--- Text block Enclosed Below ---

​Puush calls for password change after malware hit

Online screenshot-sharing service Puush is warning its users to change their passwords after it emerged that the platform had been infected with malware.
Written by Leon Spencer, Contributor

Users of the Puush screenshot-sharing platform are being told to change any passwords stored on their PCs or browsers after the service was hit by malware.

At around 9am AEDT on Monday morning, the Puush Twitter feed erupted with news that users of the platform, which is available as an app for Windows, OS X, and iOS, had been sent possible malware disguised as a Puush update.

"We've received reports of possible malware being sent in disguise of a Puush update. For now, we suggest closing the Puush app (Windows only)," the company said on its Twitter page early on Monday morning.
Image: Puush Twitter feed screenshot by Leon Spencer/ZDNet

Within the hour, Puush had told users with Windows to run a virus scan on their PCs, and uninstall the Windows Puush client.

"In the meantime you can check your PC for push.daemon.exe and remove it. It seems to sit in AppData/Roaming/puush/," it tweeted.

Although Puush said that passwords were not compromised, as it stores passwords "salted and hashed using bcrypt", it later tweeted that it had received unconfirmed reports from a person analysing the malware that it may be attempting to obtain passwords from users' local systems.

"We therefore highly recommend changing any saved passwords on your system (mail clients/Chrome or Firefox sessions) after patching," Puush said.

--- End of Enclosed Text block ---
--- Records provided Enclosed Below ---

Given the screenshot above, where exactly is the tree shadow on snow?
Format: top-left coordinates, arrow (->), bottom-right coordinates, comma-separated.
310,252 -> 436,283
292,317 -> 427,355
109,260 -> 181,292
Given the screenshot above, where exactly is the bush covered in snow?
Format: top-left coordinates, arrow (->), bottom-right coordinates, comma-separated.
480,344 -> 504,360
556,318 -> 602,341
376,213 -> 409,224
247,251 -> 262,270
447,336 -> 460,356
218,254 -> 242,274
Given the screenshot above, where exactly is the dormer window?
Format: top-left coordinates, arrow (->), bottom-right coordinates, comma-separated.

--- End of Enclosed Records provided ---

### Exercises to complete:
A. Check each statement against the Puush article. For each, answer yes or no and quote the words from the article that decide it.
(i) The Puush app is available for Windows, OS X, and iOS.
(ii) Puush said that user passwords had been compromised.
(iii) Puush stated that the suspect file sits in AppData/Roaming/puush/.
B. According to the Puush article, how does Puush store passwords?
C. List every action that Puush advised its users to take in the Puush article.
The data isn't needed for any of this.

### Answers by item number:
A.
(i) Yes: "which is available as an app for Windows, OS X, and iOS"
(ii) No: "Puush said that passwords were not compromised"
(iii) Yes: "It seems to sit in AppData/Roaming/puush/"

B. Salted and hashed using bcrypt.

C.
- Close the Puush app (Windows only)
- Run a virus scan on their PCs
- Uninstall the Windows Puush client
- Check the PC for push.daemon.exe and remove it
- Change any saved passwords on the system (mail clients/Chrome or Firefox sessions) after patching